### What is being asked
Please copy every line of the data below and scale each x and y coordinate in the outlines by 2.15, rounding to the nearest whole number with halves rounded up. Keep all other text unchanged.

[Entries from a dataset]
= = = =

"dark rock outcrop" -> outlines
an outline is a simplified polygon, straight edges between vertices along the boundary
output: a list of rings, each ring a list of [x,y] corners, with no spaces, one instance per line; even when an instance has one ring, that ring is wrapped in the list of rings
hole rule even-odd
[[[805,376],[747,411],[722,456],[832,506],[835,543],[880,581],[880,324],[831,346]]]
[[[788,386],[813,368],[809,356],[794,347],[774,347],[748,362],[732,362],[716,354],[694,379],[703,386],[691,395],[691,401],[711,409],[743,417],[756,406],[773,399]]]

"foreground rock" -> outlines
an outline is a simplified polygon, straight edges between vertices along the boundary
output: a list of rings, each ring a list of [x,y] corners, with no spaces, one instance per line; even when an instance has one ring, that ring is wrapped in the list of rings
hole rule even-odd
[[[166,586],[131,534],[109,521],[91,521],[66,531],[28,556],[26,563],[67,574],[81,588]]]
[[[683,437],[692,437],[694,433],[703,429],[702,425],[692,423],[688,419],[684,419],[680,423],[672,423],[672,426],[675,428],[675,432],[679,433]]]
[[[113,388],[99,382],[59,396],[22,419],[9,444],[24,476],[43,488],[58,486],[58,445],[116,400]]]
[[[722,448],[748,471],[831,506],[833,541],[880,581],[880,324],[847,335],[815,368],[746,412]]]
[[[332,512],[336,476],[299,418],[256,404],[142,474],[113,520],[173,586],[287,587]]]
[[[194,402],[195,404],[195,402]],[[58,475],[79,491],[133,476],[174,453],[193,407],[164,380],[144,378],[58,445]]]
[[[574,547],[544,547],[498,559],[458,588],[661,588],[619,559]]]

= = = =

### Final answer
"dark rock outcrop" -> outlines
an outline is a simplified polygon, straight edges between vertices along the boundary
output: a list of rings, each ring a list of [x,y] corners, with no spaces, one instance per line; even when an instance has one ring, that ring is wrapped in the list of rings
hole rule even-odd
[[[1731,808],[1606,884],[1552,980],[1789,1088],[1795,1167],[1892,1249],[1892,697],[1787,744]]]
[[[1694,830],[1748,791],[1739,765],[1707,746],[1664,746],[1608,778],[1574,778],[1539,761],[1492,815],[1511,830],[1486,849],[1486,862],[1529,879],[1597,897],[1625,873],[1662,858]]]

"foreground rock" -> outlines
an outline is a simplified polygon, straight edges between vertices along the boundary
output: a list of rings, each ring a list of [x,y] corners, with no spaces, one instance per line; even when an instance has one ring, that ring is wrapped in the list of rings
hole rule even-odd
[[[357,1260],[282,1148],[234,1120],[196,1120],[142,1142],[60,1195],[56,1210],[144,1234],[174,1264]]]
[[[1468,940],[1488,940],[1492,931],[1511,922],[1509,914],[1488,909],[1479,901],[1471,901],[1462,909],[1445,909],[1445,916],[1451,920],[1451,929],[1460,931]]]
[[[243,834],[213,821],[127,851],[47,901],[19,955],[52,1023],[92,1049],[125,1045],[125,957],[249,860]]]
[[[1552,963],[1608,1013],[1787,1088],[1791,1163],[1892,1249],[1892,697],[1821,720],[1752,791],[1604,886]]]
[[[714,1101],[722,1023],[643,899],[550,869],[305,1019],[243,1118],[372,1260],[617,1262]]]
[[[417,864],[419,869],[419,864]],[[125,1021],[170,1056],[286,1023],[374,974],[415,875],[353,817],[310,813],[125,957]]]
[[[1234,1176],[1170,1176],[1071,1202],[985,1264],[1421,1264],[1331,1202]]]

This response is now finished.